=== STATED PROBLEM A ===
Copy out the text on FPC encoding word for word.

=== TEXT ===
-*-
The FPC encoding unit 230 may quantize the normalized spectrum by using the number of bits allocated to each subband, and may perform FPC encoding on a result of the quantization. Due to the FPC encoding, information such as the position, amplitude, and sign of a pulse may be represented in the form of a factorial within a range of the number of allocated bits. FPC information obtained by the FPC encoding unit 230 may be included in the bitstream so as to be stored or transmitted.
The noise information generation unit 250 may generate noise information, i.e., a noise level, in units of subbands according to a result of the FPC encoding. Specifically, due to lack of bits, the frequency spectrum encoded by the FPC encoding unit 230 may have an unencoded part, i.e., a hole, in units of subbands. According to an embodiment, the noise level may be generated by using an average of levels of unencoded spectral coefficients. The noise level generated by the noise information generation unit 250 may be included in the bitstream so as to be stored or transmitted. Also, the noise level may be generated in units of frames.
The anti-sparseness processing unit 270 determines the location and the amplitude of noise to be added from a reconstructed low-frequency spectrum. The anti-sparseness processing unit 270 performs anti-sparseness processing according to the determined location and the amplitude of noise on the frequency spectrum on which noise filling has been performed by using the noise level, and provides the resultant spectrum to the FD high-frequency extension encoding unit 290. According to an embodiment, the reconstructed low-frequency spectrum may refer to a spectrum obtained by extending a low-frequency band from a result of the FPC decoding, performing noise filling, and then performing anti-sparseness processing.
-*-
=== Dataset entries ===
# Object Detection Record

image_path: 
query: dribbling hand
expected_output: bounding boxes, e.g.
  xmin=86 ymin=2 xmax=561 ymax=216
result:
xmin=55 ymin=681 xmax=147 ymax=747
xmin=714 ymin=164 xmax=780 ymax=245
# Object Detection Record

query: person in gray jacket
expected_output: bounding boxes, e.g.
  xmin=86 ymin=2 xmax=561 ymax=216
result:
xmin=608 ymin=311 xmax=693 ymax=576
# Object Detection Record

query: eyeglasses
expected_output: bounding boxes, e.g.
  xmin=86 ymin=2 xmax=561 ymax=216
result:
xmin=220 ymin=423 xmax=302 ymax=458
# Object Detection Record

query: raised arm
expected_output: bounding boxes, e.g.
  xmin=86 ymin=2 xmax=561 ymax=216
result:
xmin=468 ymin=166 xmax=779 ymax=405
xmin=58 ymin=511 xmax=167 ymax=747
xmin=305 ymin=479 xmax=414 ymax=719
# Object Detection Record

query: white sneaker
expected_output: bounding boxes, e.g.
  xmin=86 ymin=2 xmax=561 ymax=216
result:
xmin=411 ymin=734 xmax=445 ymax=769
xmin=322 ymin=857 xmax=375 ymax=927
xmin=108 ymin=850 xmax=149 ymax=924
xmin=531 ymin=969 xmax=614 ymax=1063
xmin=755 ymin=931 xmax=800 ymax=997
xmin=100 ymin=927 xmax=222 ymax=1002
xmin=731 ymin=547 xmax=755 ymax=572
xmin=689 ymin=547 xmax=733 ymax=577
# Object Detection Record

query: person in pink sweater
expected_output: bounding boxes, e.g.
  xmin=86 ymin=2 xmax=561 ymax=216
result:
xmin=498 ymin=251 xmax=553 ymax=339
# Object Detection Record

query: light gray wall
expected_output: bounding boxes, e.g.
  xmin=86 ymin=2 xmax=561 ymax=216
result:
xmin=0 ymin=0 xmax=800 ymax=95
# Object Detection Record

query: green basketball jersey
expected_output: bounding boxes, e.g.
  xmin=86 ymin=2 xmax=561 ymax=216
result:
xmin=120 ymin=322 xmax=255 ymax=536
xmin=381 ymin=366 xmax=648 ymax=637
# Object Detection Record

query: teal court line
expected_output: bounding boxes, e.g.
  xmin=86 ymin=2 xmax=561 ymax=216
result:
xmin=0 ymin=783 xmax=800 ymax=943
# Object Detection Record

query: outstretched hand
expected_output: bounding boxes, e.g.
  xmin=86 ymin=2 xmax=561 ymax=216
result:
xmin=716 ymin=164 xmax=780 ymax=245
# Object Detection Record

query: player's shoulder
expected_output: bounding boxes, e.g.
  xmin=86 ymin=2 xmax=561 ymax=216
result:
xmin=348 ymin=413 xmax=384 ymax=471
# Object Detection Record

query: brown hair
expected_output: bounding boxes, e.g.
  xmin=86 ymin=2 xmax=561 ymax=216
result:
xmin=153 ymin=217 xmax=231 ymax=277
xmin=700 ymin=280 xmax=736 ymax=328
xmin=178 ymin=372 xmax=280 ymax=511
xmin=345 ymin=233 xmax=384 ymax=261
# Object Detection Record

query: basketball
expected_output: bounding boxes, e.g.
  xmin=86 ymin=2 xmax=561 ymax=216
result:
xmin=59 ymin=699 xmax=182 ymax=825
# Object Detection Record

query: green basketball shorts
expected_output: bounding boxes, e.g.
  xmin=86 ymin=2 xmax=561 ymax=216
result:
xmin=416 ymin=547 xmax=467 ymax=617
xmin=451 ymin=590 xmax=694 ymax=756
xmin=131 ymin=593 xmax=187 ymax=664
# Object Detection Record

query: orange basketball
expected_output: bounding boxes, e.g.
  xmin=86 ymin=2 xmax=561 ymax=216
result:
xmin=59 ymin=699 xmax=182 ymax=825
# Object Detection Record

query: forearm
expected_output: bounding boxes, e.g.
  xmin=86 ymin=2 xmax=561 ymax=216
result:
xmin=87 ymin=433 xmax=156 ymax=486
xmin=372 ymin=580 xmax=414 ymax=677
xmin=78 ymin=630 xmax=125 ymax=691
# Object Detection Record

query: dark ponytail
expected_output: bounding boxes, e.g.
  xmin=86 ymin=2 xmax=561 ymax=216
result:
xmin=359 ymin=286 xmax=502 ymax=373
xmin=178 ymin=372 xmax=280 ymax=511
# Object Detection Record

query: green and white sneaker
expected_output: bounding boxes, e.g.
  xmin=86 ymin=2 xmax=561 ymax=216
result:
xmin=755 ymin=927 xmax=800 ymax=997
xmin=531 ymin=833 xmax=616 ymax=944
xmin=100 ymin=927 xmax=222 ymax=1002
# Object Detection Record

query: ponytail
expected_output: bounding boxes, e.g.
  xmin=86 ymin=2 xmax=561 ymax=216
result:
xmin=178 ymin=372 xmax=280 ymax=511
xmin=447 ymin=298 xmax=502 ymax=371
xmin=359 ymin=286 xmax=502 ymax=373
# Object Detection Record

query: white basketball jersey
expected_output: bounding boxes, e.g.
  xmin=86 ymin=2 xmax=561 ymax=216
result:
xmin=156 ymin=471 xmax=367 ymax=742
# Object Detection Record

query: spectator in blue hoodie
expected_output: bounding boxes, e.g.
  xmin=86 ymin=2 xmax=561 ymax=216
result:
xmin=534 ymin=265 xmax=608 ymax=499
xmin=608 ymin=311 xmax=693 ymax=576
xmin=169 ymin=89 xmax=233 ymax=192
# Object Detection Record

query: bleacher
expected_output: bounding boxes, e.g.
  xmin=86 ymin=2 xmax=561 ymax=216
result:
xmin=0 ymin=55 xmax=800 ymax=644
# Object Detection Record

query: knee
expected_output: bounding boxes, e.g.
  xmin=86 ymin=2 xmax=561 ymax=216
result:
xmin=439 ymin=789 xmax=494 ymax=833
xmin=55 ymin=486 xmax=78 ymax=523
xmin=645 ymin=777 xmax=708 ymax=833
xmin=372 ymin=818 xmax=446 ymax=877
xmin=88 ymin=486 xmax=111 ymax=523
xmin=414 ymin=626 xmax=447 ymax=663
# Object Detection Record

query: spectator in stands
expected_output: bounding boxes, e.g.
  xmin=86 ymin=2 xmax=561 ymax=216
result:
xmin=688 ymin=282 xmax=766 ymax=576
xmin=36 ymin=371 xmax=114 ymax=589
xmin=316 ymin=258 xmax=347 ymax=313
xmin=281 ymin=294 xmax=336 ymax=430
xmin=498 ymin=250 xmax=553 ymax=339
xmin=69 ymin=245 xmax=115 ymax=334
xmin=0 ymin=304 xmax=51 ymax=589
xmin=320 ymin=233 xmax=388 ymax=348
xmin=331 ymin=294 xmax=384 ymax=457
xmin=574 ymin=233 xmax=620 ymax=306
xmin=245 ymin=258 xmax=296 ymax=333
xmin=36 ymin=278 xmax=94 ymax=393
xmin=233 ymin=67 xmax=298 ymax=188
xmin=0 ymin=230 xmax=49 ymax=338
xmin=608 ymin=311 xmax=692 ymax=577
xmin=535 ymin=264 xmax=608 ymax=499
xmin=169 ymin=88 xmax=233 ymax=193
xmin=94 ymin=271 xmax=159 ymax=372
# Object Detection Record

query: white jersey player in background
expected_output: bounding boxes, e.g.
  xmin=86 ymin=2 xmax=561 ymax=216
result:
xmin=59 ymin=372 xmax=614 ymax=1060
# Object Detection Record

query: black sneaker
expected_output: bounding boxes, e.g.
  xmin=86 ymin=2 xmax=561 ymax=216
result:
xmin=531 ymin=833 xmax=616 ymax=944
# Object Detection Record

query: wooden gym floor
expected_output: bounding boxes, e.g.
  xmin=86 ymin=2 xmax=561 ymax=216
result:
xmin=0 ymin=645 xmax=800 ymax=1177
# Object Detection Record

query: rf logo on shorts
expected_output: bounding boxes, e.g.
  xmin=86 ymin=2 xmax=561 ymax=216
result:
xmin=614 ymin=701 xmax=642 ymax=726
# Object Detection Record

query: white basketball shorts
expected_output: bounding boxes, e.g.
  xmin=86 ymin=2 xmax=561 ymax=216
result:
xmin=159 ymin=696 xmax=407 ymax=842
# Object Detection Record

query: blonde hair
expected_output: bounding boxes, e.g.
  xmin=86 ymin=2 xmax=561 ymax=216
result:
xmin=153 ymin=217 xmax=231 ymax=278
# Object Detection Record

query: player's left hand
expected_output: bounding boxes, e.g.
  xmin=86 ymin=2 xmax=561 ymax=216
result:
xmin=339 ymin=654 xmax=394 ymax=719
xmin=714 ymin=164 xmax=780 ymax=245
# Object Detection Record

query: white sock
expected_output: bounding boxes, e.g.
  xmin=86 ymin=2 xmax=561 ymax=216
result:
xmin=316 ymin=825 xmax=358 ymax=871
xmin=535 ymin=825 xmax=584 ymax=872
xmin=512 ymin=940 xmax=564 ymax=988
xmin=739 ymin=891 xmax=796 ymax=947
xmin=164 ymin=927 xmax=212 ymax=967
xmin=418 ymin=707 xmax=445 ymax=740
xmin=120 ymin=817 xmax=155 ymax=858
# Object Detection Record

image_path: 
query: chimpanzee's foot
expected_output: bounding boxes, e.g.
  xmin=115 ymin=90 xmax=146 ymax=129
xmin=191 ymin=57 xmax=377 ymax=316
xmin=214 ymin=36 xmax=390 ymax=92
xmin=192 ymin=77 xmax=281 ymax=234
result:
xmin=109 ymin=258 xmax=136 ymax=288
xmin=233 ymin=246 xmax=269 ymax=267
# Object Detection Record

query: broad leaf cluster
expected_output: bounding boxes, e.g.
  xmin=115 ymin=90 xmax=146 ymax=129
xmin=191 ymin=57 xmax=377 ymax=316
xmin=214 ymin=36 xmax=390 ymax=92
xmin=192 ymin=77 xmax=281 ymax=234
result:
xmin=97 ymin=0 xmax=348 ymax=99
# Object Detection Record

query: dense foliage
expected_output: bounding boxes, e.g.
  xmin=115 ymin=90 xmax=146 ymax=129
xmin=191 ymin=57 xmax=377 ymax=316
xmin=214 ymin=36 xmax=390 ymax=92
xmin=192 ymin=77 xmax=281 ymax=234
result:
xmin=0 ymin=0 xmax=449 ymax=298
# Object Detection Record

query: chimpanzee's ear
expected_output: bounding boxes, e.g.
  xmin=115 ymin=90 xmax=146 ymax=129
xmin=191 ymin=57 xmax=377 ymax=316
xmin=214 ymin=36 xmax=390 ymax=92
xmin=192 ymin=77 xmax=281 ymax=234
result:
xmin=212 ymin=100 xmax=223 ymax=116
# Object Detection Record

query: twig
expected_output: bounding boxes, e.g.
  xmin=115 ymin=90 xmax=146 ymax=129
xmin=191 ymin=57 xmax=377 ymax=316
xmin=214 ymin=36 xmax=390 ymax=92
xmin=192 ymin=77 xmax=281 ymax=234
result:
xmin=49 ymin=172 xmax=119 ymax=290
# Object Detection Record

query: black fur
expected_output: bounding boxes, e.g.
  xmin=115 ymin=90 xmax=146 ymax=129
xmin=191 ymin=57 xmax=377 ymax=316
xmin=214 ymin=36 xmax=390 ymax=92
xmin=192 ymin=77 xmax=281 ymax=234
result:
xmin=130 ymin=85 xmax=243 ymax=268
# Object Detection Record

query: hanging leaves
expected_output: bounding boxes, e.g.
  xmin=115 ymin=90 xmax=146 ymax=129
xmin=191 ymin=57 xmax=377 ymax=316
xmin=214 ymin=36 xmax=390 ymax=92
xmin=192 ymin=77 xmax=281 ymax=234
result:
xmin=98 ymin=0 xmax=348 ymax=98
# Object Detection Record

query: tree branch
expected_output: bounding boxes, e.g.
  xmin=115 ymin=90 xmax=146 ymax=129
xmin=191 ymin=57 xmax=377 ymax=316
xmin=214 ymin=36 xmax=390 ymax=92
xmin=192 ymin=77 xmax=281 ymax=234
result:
-*-
=== STATED PROBLEM B ===
Count how many lines of the listing contain the string "chimpanzee". Reply with only the number.

=== TASK SOLUTION A ===
The FPC encoding unit 230 may quantize the normalized spectrum by using the number of bits allocated to each subband, and may perform FPC encoding on a result of the quantization. Due to the FPC encoding, information such as the position, amplitude, and sign of a pulse may be represented in the form of a factorial within a range of the number of allocated bits. FPC information obtained by the FPC encoding unit 230 may be included in the bitstream so as to be stored or transmitted.
The noise information generation unit 250 may generate noise information, i.e., a noise level, in units of subbands according to a result of the FPC encoding. Specifically, due to lack of bits, the frequency spectrum encoded by the FPC encoding unit 230 may have an unencoded part, i.e., a hole, in units of subbands. According to an embodiment, the noise level may be generated by using an average of levels of unencoded spectral coefficients. The noise level generated by the noise information generation unit 250 may be included in the bitstream so as to be stored or transmitted. Also, the noise level may be generated in units of frames.
The anti-sparseness processing unit 270 determines the location and the amplitude of noise to be added from a reconstructed low-frequency spectrum. The anti-sparseness processing unit 270 performs anti-sparseness processing according to the determined location and the amplitude of noise on the frequency spectrum on which noise filling has been performed by using the noise level, and provides the resultant spectrum to the FD high-frequency extension encoding unit 290. According to an embodiment, the reconstructed low-frequency spectrum may refer to a spectrum obtained by extending a low-frequency band from a result of the FPC decoding, performing noise filling, and then performing anti-sparseness processing.

=== TASK SOLUTION B ===
2